Collected data:
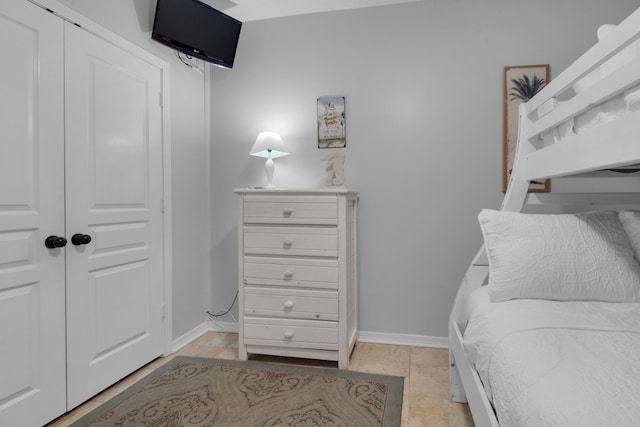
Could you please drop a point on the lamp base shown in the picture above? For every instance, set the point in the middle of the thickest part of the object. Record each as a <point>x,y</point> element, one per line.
<point>269,167</point>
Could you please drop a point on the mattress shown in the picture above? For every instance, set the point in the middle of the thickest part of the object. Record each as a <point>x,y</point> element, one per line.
<point>552,363</point>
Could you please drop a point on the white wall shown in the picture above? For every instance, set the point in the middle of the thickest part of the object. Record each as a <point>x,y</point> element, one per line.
<point>423,87</point>
<point>132,20</point>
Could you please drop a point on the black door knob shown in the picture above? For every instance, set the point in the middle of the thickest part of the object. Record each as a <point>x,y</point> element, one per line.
<point>52,242</point>
<point>80,239</point>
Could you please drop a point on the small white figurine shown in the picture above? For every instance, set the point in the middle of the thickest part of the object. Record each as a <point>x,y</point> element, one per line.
<point>334,168</point>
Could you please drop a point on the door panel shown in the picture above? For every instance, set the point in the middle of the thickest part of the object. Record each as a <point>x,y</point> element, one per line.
<point>32,282</point>
<point>113,194</point>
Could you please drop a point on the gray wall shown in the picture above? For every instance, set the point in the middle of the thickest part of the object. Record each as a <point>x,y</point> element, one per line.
<point>132,20</point>
<point>423,87</point>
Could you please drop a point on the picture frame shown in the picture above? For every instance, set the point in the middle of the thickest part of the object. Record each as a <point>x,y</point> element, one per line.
<point>331,122</point>
<point>520,83</point>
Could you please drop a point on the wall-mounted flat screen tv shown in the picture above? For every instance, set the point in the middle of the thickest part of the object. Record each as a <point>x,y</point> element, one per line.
<point>197,29</point>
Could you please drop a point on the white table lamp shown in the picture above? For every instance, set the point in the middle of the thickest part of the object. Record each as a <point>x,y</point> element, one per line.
<point>270,145</point>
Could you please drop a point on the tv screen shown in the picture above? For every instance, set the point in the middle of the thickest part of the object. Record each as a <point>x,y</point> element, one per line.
<point>197,29</point>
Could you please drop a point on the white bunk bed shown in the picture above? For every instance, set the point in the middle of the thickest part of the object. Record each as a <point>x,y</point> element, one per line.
<point>586,119</point>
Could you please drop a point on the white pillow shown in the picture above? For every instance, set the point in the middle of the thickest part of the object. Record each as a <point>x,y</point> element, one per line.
<point>565,257</point>
<point>631,223</point>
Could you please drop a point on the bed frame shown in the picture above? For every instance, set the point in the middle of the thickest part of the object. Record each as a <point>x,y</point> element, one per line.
<point>609,146</point>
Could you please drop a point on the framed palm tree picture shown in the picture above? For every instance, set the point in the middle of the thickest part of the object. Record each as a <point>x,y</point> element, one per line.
<point>521,83</point>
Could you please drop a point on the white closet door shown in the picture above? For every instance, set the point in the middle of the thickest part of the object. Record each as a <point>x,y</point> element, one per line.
<point>32,317</point>
<point>114,196</point>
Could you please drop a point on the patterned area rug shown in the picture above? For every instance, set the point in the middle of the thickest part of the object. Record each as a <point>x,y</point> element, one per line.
<point>193,391</point>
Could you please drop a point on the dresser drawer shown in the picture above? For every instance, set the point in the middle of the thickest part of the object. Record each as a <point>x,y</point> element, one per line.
<point>267,331</point>
<point>296,241</point>
<point>291,303</point>
<point>290,210</point>
<point>291,272</point>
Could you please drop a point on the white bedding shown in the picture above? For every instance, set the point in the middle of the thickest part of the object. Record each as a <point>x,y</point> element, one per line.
<point>552,363</point>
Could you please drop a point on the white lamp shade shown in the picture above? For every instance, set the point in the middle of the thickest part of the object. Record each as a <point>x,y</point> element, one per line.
<point>269,144</point>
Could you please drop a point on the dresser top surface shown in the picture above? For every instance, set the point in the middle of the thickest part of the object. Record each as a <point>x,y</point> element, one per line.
<point>288,191</point>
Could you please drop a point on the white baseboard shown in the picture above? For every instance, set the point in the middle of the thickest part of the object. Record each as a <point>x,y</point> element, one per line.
<point>363,336</point>
<point>403,339</point>
<point>193,334</point>
<point>217,326</point>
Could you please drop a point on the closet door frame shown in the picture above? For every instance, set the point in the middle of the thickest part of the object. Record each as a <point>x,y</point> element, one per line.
<point>90,26</point>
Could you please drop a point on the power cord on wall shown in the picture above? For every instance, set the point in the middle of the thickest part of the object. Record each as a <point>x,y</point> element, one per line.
<point>225,312</point>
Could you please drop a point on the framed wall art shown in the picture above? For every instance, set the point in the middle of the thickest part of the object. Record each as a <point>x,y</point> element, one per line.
<point>331,122</point>
<point>521,83</point>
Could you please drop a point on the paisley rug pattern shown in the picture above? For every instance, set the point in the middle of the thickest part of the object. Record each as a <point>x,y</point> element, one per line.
<point>194,391</point>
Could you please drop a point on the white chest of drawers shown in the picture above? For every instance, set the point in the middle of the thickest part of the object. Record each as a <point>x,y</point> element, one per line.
<point>298,273</point>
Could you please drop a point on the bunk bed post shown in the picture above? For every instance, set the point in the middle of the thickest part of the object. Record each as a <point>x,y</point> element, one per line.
<point>518,186</point>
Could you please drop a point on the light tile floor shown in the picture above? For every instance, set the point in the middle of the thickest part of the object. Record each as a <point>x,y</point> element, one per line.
<point>426,371</point>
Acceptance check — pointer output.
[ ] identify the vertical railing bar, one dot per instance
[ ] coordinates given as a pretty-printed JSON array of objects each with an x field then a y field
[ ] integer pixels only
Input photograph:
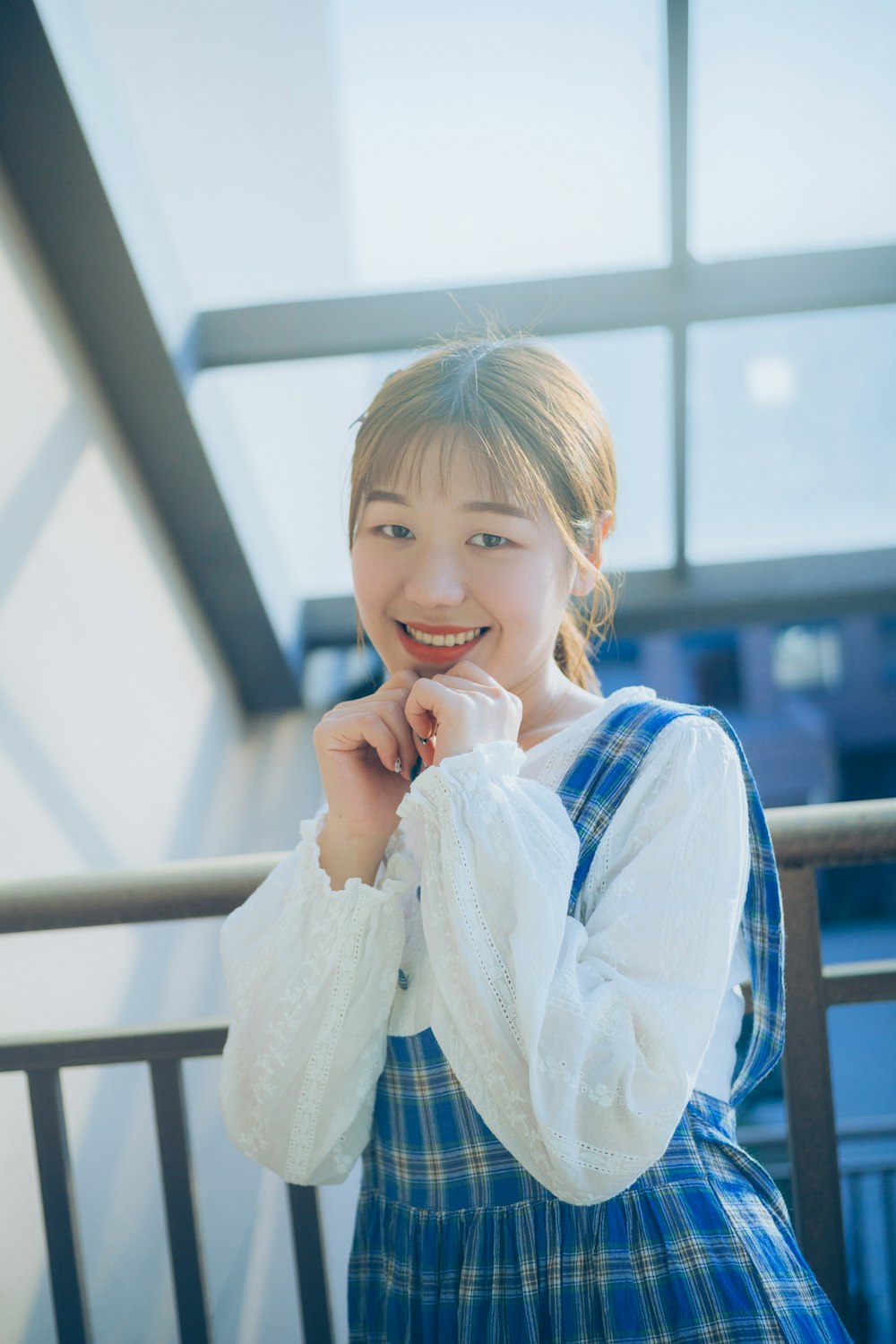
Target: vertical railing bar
[
  {"x": 807, "y": 1093},
  {"x": 890, "y": 1233},
  {"x": 180, "y": 1202},
  {"x": 311, "y": 1271},
  {"x": 59, "y": 1210},
  {"x": 857, "y": 1239}
]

Assignment - Where the line containing "Could you please drop a point on the paisley" appears above, start there and set down each line exactly through the last line of the data; leave out every picture.

Result of this task -
Could you please drop a point on the paisley rug pattern shown in the picture above? For every instance, set the point in the middle of the thickest part of the object. Record each as a <point>x,y</point> element, one per line.
<point>194,391</point>
Could you please drop a point on the white chest of drawers shown in the picture above? For every instance, set the point in the middle of the thickest part of the object. Record each as a <point>x,y</point> element, one per line.
<point>298,273</point>
Could you please drop a point on the bunk bed post shown in the picture above? For every instance, set the point in the middle of the thickest part of the object. Record each as a <point>x,y</point> element, one per line.
<point>518,186</point>
Could you please drop a point on the light tile floor shown in the picture above? For every instance, set the point in the middle of the thickest part of the object. Record each as a <point>x,y</point> element, one per line.
<point>426,371</point>
Acceptance check — pointer output.
[ ] identify the vertical railing bar, one dot per instance
[ ] coordinates given as a pretty-printed JSON array of objects each with an x field then a y field
[ ] integer pixels only
Input photograph:
Target: vertical railing bar
[
  {"x": 807, "y": 1093},
  {"x": 890, "y": 1233},
  {"x": 180, "y": 1202},
  {"x": 311, "y": 1271},
  {"x": 59, "y": 1210},
  {"x": 857, "y": 1239}
]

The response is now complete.